Instructions to follow -
Look through the entries for the line containing "container in the picture above.". Then output that line and every line after it, exactly, to the end.

Source material -
■ ■ ■ ■ ■

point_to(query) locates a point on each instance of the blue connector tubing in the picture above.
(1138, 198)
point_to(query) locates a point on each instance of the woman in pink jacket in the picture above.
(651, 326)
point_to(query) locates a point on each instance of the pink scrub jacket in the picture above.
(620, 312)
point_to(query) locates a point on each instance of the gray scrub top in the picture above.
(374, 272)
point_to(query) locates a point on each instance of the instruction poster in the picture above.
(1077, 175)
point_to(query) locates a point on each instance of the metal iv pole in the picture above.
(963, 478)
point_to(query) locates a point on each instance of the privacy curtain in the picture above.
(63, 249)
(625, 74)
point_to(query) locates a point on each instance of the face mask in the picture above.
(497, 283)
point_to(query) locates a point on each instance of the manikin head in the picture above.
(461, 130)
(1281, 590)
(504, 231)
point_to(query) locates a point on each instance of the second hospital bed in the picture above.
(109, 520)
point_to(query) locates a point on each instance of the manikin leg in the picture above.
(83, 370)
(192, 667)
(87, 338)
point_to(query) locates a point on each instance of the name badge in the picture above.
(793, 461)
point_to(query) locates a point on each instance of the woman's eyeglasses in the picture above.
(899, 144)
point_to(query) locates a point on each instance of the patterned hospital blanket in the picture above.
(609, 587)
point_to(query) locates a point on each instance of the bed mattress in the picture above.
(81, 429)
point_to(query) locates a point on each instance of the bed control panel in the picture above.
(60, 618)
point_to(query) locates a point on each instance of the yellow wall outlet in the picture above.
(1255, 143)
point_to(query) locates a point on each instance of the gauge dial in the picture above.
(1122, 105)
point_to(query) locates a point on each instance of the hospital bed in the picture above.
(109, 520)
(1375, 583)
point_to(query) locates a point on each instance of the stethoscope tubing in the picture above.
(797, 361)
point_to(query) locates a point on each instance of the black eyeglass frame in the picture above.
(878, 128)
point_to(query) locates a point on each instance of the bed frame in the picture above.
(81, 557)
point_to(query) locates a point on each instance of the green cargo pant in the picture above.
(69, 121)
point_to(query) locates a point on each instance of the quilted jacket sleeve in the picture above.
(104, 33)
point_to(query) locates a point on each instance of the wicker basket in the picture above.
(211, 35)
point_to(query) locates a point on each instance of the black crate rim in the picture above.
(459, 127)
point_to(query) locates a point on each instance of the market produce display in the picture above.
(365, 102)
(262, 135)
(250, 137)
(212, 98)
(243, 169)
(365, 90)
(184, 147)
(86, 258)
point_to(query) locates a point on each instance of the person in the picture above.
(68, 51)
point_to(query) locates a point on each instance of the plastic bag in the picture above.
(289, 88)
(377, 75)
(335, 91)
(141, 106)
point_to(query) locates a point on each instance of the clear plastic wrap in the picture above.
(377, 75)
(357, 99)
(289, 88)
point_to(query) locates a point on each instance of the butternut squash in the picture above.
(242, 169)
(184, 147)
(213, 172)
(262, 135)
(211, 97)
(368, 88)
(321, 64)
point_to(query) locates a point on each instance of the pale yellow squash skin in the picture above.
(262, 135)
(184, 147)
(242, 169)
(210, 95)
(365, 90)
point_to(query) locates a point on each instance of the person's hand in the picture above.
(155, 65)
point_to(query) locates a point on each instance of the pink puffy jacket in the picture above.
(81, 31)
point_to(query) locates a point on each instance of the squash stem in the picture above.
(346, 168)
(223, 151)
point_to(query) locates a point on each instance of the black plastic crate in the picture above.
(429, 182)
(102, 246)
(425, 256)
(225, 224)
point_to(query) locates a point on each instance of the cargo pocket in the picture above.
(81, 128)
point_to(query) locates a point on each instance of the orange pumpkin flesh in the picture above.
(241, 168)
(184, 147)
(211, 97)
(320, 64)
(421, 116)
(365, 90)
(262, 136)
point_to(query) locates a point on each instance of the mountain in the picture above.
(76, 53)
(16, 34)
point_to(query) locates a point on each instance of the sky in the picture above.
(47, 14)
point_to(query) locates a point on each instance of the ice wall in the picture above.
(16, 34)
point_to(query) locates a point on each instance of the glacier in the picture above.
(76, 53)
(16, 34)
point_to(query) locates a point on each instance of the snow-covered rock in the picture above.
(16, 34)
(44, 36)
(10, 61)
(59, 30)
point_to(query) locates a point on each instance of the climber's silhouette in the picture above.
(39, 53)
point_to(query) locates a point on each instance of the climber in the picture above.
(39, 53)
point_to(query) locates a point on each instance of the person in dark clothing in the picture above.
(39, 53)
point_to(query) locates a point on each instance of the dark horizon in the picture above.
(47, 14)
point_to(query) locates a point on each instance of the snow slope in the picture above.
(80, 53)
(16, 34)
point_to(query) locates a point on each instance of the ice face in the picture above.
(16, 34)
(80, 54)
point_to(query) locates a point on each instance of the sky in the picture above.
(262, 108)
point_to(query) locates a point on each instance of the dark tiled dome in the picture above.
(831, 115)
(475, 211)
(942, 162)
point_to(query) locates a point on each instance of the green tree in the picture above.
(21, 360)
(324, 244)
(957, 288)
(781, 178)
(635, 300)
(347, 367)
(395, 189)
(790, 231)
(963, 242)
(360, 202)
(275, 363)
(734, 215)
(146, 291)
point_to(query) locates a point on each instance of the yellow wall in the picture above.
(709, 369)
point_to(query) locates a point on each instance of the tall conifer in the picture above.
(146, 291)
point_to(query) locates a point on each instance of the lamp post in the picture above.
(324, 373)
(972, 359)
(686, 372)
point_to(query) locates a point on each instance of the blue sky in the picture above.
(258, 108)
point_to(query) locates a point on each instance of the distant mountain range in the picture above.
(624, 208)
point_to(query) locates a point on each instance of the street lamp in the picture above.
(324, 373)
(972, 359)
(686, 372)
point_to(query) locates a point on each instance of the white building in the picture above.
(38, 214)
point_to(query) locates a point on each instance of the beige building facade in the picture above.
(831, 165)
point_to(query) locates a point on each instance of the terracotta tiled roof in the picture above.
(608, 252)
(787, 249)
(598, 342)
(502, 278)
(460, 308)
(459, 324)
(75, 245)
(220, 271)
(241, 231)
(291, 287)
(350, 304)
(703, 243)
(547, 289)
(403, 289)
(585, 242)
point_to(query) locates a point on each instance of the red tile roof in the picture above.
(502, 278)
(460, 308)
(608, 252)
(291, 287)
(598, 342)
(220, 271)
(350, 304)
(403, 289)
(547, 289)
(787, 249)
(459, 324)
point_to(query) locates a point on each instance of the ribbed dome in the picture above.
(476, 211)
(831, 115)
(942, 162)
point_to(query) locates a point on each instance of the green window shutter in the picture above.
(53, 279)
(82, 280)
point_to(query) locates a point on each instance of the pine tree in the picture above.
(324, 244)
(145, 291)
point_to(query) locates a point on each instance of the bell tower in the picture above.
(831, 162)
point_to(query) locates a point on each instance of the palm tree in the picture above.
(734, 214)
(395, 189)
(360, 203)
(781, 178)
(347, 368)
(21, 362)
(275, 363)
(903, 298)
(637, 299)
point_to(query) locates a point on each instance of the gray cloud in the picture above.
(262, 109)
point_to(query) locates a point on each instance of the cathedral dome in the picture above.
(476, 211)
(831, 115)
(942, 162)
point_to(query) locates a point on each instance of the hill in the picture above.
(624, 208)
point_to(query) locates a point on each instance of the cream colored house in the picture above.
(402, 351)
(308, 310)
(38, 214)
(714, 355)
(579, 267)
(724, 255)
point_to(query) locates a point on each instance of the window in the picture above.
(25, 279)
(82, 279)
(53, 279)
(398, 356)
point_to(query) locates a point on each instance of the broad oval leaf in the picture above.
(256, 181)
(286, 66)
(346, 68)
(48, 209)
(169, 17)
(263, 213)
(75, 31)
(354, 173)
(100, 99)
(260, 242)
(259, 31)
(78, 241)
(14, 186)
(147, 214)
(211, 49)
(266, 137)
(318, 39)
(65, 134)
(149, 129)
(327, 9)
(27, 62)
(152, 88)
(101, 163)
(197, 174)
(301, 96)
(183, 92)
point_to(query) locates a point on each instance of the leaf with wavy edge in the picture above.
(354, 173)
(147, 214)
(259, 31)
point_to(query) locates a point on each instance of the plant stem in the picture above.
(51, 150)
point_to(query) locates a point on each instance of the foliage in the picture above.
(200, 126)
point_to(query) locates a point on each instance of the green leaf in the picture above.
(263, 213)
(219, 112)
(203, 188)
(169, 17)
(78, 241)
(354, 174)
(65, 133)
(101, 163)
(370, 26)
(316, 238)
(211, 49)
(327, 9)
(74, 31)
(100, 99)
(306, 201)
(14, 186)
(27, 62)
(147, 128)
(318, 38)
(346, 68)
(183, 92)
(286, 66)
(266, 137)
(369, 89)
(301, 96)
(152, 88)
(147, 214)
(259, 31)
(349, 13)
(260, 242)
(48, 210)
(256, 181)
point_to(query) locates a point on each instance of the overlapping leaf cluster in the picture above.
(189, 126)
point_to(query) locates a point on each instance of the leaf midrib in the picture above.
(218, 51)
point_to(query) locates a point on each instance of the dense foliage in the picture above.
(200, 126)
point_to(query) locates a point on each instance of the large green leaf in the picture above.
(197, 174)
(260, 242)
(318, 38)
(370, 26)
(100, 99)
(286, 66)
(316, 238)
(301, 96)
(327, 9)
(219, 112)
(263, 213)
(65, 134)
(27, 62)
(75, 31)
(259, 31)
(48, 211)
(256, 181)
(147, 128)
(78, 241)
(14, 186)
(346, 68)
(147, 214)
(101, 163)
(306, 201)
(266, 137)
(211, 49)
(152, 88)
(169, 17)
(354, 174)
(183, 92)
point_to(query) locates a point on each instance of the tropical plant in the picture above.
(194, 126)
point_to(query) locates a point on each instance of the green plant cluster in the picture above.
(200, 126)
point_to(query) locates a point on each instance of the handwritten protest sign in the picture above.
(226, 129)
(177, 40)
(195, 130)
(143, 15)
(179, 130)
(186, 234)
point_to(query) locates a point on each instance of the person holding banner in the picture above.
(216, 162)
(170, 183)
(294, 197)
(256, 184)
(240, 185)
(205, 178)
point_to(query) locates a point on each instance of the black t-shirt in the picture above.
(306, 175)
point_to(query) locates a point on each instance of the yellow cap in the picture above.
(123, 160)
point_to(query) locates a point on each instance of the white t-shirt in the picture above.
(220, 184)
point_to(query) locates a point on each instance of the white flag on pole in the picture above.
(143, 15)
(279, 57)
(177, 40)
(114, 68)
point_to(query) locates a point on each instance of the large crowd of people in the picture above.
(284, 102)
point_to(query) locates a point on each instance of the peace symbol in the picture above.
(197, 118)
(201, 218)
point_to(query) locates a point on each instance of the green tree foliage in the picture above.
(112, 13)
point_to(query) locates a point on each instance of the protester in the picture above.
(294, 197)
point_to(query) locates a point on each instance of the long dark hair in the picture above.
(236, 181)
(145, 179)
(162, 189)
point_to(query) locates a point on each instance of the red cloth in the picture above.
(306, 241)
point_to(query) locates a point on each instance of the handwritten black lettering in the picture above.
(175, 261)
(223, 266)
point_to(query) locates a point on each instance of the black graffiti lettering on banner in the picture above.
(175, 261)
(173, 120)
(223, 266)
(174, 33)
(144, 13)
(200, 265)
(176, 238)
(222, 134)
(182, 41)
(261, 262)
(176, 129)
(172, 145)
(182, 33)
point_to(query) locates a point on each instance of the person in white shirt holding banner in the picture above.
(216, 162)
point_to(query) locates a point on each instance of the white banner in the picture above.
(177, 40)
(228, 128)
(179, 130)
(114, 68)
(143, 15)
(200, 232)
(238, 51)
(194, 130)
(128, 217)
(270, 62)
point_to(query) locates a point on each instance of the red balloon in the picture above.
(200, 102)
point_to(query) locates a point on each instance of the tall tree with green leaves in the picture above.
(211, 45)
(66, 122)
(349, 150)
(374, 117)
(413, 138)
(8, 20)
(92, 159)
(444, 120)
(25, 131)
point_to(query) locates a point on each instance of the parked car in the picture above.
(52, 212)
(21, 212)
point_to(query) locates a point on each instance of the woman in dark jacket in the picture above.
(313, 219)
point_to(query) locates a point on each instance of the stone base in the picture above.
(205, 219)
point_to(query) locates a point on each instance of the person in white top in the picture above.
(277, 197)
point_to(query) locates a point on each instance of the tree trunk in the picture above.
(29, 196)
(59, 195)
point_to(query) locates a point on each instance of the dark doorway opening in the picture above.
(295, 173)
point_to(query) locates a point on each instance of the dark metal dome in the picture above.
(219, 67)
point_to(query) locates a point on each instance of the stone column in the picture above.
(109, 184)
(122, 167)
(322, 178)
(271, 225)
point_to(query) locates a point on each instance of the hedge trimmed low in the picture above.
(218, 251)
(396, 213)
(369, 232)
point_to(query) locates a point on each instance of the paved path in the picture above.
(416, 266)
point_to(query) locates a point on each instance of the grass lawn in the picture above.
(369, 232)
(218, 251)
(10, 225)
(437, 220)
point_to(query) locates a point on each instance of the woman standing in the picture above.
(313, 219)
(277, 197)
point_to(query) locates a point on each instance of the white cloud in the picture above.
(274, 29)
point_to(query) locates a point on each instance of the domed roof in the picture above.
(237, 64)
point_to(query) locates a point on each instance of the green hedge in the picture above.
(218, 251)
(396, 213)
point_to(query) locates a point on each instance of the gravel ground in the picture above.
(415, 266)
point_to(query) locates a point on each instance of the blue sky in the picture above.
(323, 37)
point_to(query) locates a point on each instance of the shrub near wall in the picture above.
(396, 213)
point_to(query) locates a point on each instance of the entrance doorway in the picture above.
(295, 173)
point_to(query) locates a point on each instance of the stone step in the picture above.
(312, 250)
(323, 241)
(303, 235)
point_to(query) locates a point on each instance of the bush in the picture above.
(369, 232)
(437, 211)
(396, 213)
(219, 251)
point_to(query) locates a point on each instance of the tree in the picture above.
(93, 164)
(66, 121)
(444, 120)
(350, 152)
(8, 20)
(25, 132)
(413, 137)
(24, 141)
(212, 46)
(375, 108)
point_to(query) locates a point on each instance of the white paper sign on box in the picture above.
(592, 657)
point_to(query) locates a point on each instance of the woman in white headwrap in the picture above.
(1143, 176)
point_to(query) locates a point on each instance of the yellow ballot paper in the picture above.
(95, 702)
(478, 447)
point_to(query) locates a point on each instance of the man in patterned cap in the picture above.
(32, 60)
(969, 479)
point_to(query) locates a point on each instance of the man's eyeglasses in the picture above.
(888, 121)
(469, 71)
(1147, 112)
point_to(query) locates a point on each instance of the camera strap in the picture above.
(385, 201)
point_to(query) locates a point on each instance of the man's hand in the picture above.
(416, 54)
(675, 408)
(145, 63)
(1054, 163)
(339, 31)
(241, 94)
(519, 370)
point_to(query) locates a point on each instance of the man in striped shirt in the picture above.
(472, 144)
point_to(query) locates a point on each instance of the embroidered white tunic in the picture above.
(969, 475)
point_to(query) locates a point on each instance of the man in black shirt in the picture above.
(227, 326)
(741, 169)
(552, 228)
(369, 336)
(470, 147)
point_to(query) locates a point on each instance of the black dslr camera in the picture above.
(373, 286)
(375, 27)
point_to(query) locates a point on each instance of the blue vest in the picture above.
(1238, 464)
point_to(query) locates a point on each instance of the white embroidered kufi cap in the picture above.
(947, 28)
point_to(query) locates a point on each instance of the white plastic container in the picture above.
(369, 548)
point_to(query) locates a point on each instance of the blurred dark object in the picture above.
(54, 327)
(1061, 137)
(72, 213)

■ ■ ■ ■ ■

Result -
point_to(query) locates a point on each instance of the white plastic container in the picture above.
(369, 548)
point_to(query) locates a point on each instance of the blurred dark object in the picture above.
(54, 327)
(1061, 137)
(72, 213)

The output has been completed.